→ PROVIDED DATA
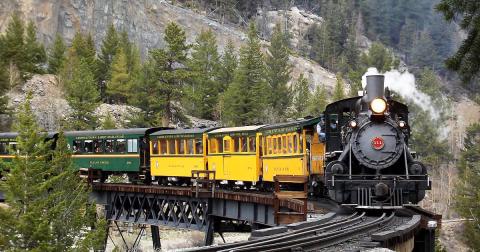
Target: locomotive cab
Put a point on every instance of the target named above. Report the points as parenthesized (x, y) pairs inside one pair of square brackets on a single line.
[(368, 160)]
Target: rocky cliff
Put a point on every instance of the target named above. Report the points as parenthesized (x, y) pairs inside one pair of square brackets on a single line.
[(145, 21)]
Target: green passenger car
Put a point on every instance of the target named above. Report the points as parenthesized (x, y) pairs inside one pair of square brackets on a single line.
[(108, 152)]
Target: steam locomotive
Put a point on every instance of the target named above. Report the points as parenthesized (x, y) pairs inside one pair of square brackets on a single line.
[(368, 162)]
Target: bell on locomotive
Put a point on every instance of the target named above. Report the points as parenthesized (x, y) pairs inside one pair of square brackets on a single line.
[(373, 165)]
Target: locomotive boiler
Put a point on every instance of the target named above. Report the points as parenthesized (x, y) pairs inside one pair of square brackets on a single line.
[(368, 159)]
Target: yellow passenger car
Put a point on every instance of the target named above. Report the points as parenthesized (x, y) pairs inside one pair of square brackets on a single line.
[(293, 148), (234, 154), (175, 153)]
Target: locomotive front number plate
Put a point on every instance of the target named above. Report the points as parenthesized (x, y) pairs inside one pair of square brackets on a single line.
[(378, 143)]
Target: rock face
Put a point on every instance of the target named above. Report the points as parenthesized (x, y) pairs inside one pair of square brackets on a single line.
[(145, 21)]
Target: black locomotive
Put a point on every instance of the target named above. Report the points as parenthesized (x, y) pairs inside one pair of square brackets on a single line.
[(368, 159)]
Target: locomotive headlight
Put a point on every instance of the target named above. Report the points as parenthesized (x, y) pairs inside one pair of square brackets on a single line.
[(353, 123), (378, 105)]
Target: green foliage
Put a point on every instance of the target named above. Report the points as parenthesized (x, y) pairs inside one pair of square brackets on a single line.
[(203, 88), (118, 87), (301, 98), (339, 90), (465, 61), (56, 55), (278, 70), (423, 52), (468, 187), (379, 57), (82, 96), (48, 200), (245, 99), (228, 66), (318, 101), (35, 55), (108, 122)]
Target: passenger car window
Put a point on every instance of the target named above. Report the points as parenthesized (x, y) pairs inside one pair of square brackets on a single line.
[(121, 148), (88, 146), (132, 145), (171, 146), (251, 144), (155, 147)]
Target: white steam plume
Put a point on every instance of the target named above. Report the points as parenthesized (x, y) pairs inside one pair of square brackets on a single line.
[(404, 84)]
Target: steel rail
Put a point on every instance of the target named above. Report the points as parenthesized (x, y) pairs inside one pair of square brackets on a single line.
[(308, 231), (322, 240)]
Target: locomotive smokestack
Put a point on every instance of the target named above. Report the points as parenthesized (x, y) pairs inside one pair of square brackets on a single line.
[(375, 87)]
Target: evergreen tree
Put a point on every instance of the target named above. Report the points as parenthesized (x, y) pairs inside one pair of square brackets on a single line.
[(46, 196), (379, 57), (228, 66), (245, 99), (166, 75), (82, 96), (108, 122), (318, 101), (424, 53), (466, 61), (203, 88), (339, 90), (56, 56), (302, 97), (35, 55), (12, 50), (119, 85), (278, 70)]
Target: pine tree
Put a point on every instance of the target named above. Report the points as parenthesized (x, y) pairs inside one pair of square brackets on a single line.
[(278, 69), (203, 88), (424, 53), (302, 97), (82, 96), (245, 99), (119, 85), (35, 55), (465, 61), (12, 52), (318, 101), (108, 122), (228, 66), (339, 90), (56, 56), (169, 75), (379, 57), (46, 196), (110, 46)]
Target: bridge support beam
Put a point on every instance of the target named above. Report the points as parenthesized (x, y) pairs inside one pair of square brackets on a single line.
[(156, 238), (209, 231)]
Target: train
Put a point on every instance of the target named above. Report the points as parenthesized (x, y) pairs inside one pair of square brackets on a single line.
[(356, 152)]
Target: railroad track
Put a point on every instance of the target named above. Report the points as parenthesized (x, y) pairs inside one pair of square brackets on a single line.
[(310, 238)]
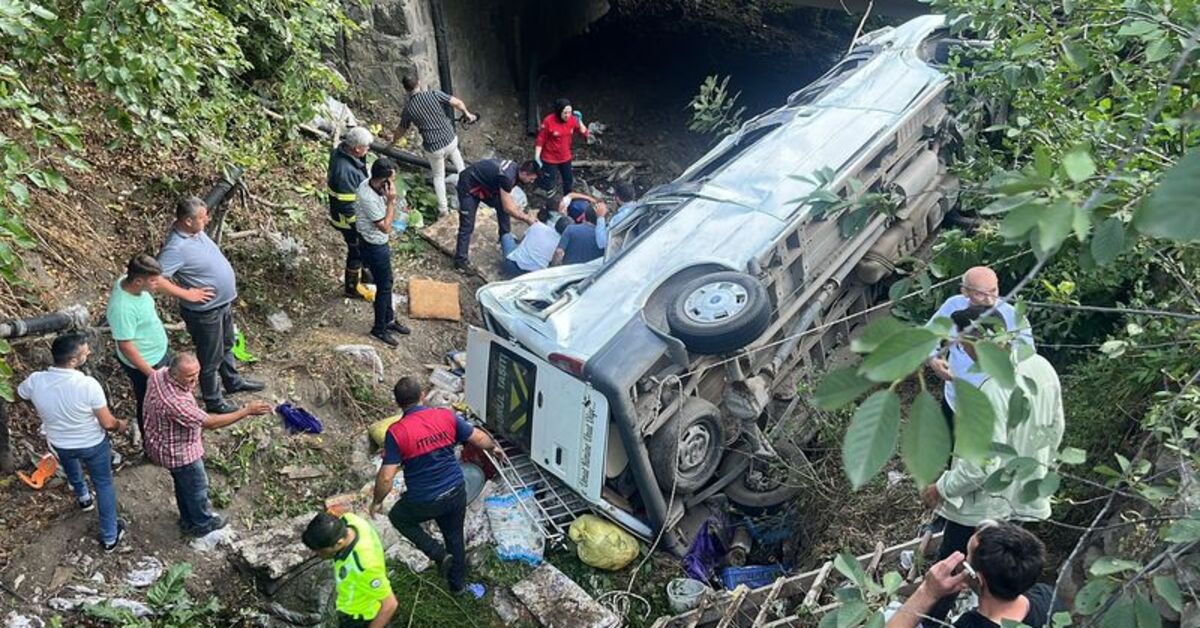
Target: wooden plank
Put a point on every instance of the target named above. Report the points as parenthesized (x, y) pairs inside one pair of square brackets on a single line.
[(790, 586)]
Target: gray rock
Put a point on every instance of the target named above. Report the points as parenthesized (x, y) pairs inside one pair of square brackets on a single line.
[(275, 551), (557, 602)]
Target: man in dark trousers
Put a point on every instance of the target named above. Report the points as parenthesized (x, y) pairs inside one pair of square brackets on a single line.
[(346, 172), (376, 210), (490, 181), (197, 273), (424, 441)]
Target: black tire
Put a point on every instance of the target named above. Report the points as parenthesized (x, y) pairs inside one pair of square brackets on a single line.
[(693, 441), (781, 485), (719, 312)]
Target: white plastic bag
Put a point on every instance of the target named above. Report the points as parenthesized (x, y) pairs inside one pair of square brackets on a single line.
[(517, 536)]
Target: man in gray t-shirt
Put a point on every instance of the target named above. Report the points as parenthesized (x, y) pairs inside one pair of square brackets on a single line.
[(375, 210), (197, 273)]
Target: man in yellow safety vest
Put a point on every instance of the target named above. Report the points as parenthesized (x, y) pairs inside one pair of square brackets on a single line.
[(364, 593)]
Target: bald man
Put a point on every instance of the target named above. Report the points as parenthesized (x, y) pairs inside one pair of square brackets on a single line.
[(174, 422), (981, 286)]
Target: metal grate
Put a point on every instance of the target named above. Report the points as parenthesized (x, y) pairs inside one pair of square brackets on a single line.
[(556, 504)]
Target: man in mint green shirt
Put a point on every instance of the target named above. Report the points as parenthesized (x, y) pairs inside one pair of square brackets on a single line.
[(138, 332)]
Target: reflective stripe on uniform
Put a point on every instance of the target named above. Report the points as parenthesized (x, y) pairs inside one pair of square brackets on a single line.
[(345, 221)]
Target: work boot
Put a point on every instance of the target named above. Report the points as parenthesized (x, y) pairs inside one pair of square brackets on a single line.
[(351, 283)]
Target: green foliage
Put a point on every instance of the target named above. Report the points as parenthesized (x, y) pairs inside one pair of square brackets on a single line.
[(168, 73), (713, 109), (1080, 126), (172, 604)]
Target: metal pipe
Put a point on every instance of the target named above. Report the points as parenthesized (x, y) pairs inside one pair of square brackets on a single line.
[(793, 335), (73, 317)]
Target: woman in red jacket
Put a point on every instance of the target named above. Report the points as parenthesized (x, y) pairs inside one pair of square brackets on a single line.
[(552, 149)]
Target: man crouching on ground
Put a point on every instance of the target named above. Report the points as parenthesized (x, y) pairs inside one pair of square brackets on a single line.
[(423, 441), (364, 593)]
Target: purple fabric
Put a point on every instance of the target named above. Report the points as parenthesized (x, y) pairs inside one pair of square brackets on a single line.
[(707, 551)]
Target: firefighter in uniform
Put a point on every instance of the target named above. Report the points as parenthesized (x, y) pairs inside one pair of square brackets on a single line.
[(364, 593), (347, 169)]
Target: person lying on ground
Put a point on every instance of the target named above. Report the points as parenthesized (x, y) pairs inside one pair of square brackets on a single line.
[(537, 247), (174, 424), (198, 274), (426, 109), (552, 149), (490, 181), (625, 197), (959, 495), (364, 593), (77, 420), (577, 244), (137, 330), (423, 441), (375, 210), (1002, 566)]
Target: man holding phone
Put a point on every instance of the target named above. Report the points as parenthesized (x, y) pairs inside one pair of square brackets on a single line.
[(375, 209)]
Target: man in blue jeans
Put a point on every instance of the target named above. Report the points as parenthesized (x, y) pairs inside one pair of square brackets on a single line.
[(375, 209), (76, 419), (424, 442), (174, 423)]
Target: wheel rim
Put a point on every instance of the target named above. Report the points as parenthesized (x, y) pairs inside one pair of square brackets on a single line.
[(719, 300), (694, 446)]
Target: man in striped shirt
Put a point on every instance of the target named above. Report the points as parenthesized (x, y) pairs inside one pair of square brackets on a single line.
[(174, 422), (427, 111)]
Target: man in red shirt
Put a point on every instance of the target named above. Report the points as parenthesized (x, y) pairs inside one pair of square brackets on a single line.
[(174, 422), (424, 442), (552, 149)]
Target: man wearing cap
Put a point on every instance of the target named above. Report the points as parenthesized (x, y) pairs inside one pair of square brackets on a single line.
[(347, 171), (435, 489), (364, 593)]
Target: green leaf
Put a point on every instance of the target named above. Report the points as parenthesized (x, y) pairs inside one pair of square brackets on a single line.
[(899, 356), (876, 333), (925, 442), (840, 387), (1071, 455), (1020, 221), (1137, 612), (1183, 531), (849, 567), (1077, 54), (1054, 226), (1108, 241), (1169, 590), (1170, 211), (1078, 165), (973, 420), (1111, 564), (1159, 49), (1093, 594), (871, 437), (1018, 407), (996, 362)]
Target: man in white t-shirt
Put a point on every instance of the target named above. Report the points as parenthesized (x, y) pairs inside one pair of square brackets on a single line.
[(76, 420), (981, 286), (537, 247)]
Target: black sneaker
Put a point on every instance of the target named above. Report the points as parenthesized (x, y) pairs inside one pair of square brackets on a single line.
[(385, 338), (109, 548), (222, 407), (247, 386)]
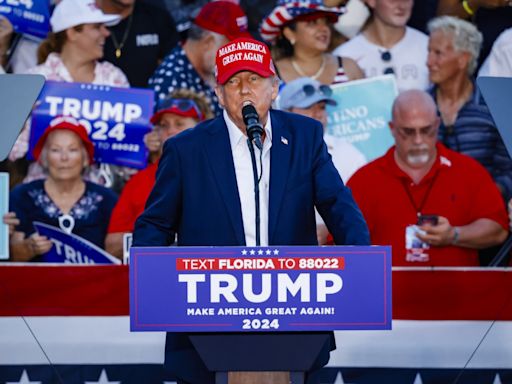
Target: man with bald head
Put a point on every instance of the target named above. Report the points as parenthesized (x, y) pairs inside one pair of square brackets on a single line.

→ STATED TASK
Can you output the rows unchanged, starting at the line that contains "Target: passenger car window" and stopping after the line that contains "[(375, 87)]"?

→ SOLUTION FOR THIS TASK
Target: passenger car window
Put a point on every instance of the target named above. Report the points as parenthesized (x, y) pairs inside one pair of square brackets on a single line.
[(121, 148), (88, 146), (132, 145), (171, 146), (251, 144), (155, 147)]
Target: white steam plume
Put a point on every instance of the target named above. Report the points as parenthesized (x, y) pairs inside one pair of square brackets on a single line.
[(404, 84)]
Target: steel rail
Put a point on every instance of the target named above. Report the points as parenthesized (x, y) pairs inside one pair of square brackets on a single line.
[(308, 231), (322, 240)]
Target: locomotive smokestack
Put a point on every instance of the target named above. Report the points as parenthesized (x, y) pairs inside one pair of square brackets on a single line.
[(375, 87)]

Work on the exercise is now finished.